*Listed records*.
§ §

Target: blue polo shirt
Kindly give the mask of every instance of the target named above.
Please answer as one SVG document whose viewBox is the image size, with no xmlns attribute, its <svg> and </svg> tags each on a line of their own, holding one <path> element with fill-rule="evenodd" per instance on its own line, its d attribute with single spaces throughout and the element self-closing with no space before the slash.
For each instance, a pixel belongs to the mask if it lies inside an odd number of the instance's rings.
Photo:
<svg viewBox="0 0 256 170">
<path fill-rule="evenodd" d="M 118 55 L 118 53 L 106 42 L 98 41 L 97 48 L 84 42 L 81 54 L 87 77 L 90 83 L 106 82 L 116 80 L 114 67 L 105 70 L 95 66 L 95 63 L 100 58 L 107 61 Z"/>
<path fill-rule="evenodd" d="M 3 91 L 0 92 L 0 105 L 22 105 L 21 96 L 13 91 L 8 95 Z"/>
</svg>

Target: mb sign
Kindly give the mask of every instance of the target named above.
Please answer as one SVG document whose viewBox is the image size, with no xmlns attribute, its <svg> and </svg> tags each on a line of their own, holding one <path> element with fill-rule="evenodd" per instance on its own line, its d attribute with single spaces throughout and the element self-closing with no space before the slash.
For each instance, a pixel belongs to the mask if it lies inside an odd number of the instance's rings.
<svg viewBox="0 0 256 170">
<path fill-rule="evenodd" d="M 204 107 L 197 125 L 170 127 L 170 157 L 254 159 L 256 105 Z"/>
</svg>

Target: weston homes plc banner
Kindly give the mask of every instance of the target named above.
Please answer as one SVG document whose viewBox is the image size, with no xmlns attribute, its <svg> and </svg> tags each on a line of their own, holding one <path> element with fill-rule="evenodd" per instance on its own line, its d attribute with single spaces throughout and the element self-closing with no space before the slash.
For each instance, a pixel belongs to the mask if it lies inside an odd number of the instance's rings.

§ §

*Brief*. Can you reproduce every one of the lines above verbatim, from the first to the last?

*Completed exercise*.
Target: blue polo shirt
Kindly give the mask of every instance of the target named above.
Please answer as one SVG document whose viewBox is the image size, with no xmlns attribute, its <svg> and </svg> tags each on a line of their own, holding one <path> element with fill-rule="evenodd" per instance on its own line, its d attribute with single spaces throughout and the element self-closing with no space before the slash.
For each instance, a pixel belongs to the mask if it lies inside an odd number of the instance's rings.
Photo:
<svg viewBox="0 0 256 170">
<path fill-rule="evenodd" d="M 118 55 L 118 53 L 106 42 L 98 41 L 97 48 L 84 42 L 81 54 L 87 77 L 90 83 L 106 82 L 116 80 L 114 67 L 105 70 L 95 66 L 95 63 L 100 58 L 107 61 Z"/>
<path fill-rule="evenodd" d="M 3 91 L 0 92 L 0 105 L 22 105 L 21 96 L 13 91 L 8 95 Z"/>
</svg>

Target: mb sign
Kindly give the mask of every instance of the target named above.
Please answer as one SVG document whose viewBox is the image size, with no xmlns attribute, its <svg> and </svg> tags each on a line of their own, holding one <path> element with fill-rule="evenodd" per instance on its own line, its d attribute with single spaces throughout and the element self-closing with no space before the slash.
For each instance, a pixel belongs to the mask if it lies inside an odd number of the instance's rings.
<svg viewBox="0 0 256 170">
<path fill-rule="evenodd" d="M 204 107 L 197 125 L 170 127 L 170 157 L 254 159 L 256 105 Z"/>
</svg>

Target: weston homes plc banner
Kindly give the mask of every instance of the target named above.
Please answer as one SVG document whose viewBox is the image size, with no xmlns attribute, its <svg> and </svg> tags each on a line of their own, holding one <path> element with fill-rule="evenodd" per instance on its own line, its d attribute with single spaces throughout and the element self-closing with no space before the slash.
For each instance, a pixel belongs to the mask if it lies inside an odd number of the instance's rings.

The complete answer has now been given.